_Aim_: Copy out the records below, swapping "Mark one point per instance" for "Place a single point on every instance" wherever it appears and leaving every other word unchanged.

# Exercise data start

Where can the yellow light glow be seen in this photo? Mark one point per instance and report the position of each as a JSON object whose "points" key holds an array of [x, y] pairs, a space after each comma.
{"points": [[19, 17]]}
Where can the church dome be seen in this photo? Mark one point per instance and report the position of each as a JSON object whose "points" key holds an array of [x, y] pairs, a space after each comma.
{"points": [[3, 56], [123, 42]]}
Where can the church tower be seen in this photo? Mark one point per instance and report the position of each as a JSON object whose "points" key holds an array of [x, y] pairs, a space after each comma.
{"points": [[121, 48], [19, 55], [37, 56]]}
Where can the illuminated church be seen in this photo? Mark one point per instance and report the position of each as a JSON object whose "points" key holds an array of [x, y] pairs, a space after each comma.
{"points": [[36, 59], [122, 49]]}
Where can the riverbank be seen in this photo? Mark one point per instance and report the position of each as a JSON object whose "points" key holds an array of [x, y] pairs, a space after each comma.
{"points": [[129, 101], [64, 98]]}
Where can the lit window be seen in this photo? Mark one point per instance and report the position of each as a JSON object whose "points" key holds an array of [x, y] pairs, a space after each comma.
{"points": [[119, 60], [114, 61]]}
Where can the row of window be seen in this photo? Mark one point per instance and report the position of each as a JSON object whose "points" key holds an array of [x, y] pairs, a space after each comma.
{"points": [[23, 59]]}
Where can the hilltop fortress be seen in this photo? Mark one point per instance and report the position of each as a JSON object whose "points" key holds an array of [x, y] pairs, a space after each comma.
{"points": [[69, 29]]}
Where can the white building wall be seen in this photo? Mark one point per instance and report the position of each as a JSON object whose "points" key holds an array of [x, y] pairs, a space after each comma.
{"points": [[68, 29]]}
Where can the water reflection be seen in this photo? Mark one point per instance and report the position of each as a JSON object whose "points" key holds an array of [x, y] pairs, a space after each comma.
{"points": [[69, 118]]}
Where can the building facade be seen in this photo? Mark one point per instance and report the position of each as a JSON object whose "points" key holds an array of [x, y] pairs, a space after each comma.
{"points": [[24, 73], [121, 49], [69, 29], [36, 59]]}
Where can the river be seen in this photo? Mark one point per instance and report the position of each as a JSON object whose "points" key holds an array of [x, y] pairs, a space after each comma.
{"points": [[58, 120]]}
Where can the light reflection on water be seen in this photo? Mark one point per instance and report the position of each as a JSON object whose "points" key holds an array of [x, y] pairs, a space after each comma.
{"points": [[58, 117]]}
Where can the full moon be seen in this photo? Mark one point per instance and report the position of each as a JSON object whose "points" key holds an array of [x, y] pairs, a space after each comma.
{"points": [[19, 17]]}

# Exercise data end

_Written response_:
Where can the yellow light glow be seen in this photo? Place a single point on every instance and report the position of each as a JSON object whose "points" key holds an array of [x, y] pairs, a space after each comma.
{"points": [[19, 17]]}
Where can the church dome be seen in this photo? Place a single point on every instance and report the position of each as a JSON object whose "points" key holds an array of [x, y] pairs, a space after each comma.
{"points": [[3, 56], [123, 42]]}
Where can the church tower be seen in this photo? Place a single point on every instance and report the position of each as a JSON object whose "points" key holds an array of [x, y] pairs, a space after each comma.
{"points": [[121, 48], [19, 55], [37, 56]]}
Where can the illuminated church be seen in this photo? Place a single point on every instance and report the position of each as a JSON object whose "points" key holds an array of [x, y] pairs, a space after each comma.
{"points": [[36, 59], [122, 49]]}
Where can the riverbank be seen in this photo? Place a single point on every instance and report the position of each as a JSON object whose "points" key holds an array of [x, y] pairs, a space after each comma.
{"points": [[129, 101], [64, 98]]}
Where can the lit window be seen in this photo? Place a single point on every instance and report the position of each as a JSON object whose "points" key holds an array of [x, y] pairs, a space after each comma.
{"points": [[119, 60], [114, 61]]}
Where can the row of window be seen in this photo? Place a single point on every instance and report the position of each as a JSON object whose "points" key holds an array of [x, y] pairs, a space after each comma.
{"points": [[23, 59]]}
Where can the hilltop fortress be seen in this photo? Place a single point on every instance and report the position of each as a JSON object whose "points" key holds an array of [x, y] pairs, a space after each comma.
{"points": [[69, 29]]}
Where can the white building wall be seen in this photo? Place a single point on every instance and report the position of each as a JSON object whose "points" key holds an array of [x, y] pairs, a space after each comma.
{"points": [[68, 29]]}
Where can the water reflection be seen in this photo? Place a single point on every instance and report the position of each as a JSON object whose "points" key holds an array of [x, y] pairs, a space after each comma.
{"points": [[69, 118]]}
Where can the building facade be seen in this photo? Place a single point on every instance and report the position of each as a JSON object whose "points" key holds an array of [x, y] pairs, a space after each comma.
{"points": [[24, 73], [121, 49], [69, 29], [36, 59]]}
Where can the river be seen in this photo? Place a single point on every instance and report the position of each as a JSON object whose "points" key holds an array of [x, y] pairs, a space after each comma.
{"points": [[58, 120]]}
Where can the light reflection on water be seen in this photo? Place a single point on every instance and report the position of each as a JSON object whose "points" key holds an array of [x, y] pairs, a space after each comma.
{"points": [[58, 117]]}
Where can the full moon be seen in this photo? Place a single point on every instance and report the position of each as a JSON object whose "points" key holds an array of [x, y] pairs, a space after each comma.
{"points": [[19, 17]]}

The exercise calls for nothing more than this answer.